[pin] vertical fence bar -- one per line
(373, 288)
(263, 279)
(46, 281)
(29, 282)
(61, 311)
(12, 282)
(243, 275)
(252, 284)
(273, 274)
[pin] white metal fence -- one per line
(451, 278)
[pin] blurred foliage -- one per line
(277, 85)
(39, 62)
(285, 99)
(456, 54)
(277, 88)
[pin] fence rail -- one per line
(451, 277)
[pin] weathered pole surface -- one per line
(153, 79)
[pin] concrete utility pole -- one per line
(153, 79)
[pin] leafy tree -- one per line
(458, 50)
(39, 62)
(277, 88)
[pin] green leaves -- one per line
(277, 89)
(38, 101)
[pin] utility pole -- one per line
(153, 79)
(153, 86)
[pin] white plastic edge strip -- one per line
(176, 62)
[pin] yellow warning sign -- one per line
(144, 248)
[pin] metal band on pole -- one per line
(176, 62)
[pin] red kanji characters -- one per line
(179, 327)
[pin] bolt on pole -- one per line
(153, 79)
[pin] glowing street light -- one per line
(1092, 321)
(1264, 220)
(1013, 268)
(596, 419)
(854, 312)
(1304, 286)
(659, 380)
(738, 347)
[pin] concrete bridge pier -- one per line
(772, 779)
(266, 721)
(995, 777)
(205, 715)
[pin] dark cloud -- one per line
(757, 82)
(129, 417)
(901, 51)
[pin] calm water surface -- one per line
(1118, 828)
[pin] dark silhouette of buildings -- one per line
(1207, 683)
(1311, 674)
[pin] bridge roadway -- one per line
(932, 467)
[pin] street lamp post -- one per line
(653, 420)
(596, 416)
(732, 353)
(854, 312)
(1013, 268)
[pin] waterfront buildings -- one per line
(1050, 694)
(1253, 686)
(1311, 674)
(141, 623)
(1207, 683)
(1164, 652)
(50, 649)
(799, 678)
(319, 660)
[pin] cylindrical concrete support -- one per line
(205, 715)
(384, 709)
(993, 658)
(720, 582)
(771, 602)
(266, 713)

.....

Print all of the entries again, exactly as written.

[pin] vertical fence bar -- one per line
(373, 288)
(263, 279)
(46, 281)
(29, 282)
(61, 311)
(12, 282)
(243, 275)
(252, 284)
(273, 274)
[pin] white metal fence -- one per line
(451, 278)
[pin] blurred foliage -- one per line
(277, 85)
(39, 62)
(285, 99)
(456, 54)
(277, 88)
[pin] fence rail -- one per line
(451, 277)
[pin] weathered pole surface -- one per line
(153, 79)
[pin] concrete utility pole -- one per line
(153, 79)
[pin] leafy tree -- one per line
(458, 50)
(39, 62)
(277, 88)
[pin] green leaves -- one per line
(277, 89)
(38, 101)
[pin] utility pole -- one per line
(153, 79)
(153, 86)
[pin] white plastic edge strip -- one per line
(176, 62)
[pin] yellow warning sign -- one per line
(144, 248)
[pin] metal band on pole -- one per line
(176, 62)
[pin] red kanji characters -- one per line
(179, 327)
[pin] bolt on pole -- one per line
(153, 79)
[pin] glowing street light -- one per line
(1092, 321)
(1264, 220)
(1013, 268)
(596, 419)
(854, 312)
(1304, 286)
(659, 380)
(738, 347)
[pin] concrete bridge pier -- one per line
(772, 779)
(266, 721)
(995, 777)
(205, 715)
[pin] dark cloud -- one per line
(757, 82)
(129, 417)
(901, 51)
[pin] calm water surface -- one per line
(1118, 828)
[pin] dark silhouette of buildings -- one per line
(1207, 683)
(1311, 674)
[pin] bridge roadway -- one per line
(932, 467)
[pin] street lamp post -- one per line
(653, 420)
(596, 416)
(732, 353)
(854, 312)
(1013, 268)
[pin] waterfront buildings -- one per line
(1050, 694)
(1253, 686)
(1311, 674)
(141, 623)
(1207, 683)
(1164, 652)
(50, 649)
(799, 678)
(319, 660)
[pin] cylindrical concrete support -- one per line
(205, 715)
(384, 709)
(993, 658)
(720, 582)
(771, 602)
(266, 713)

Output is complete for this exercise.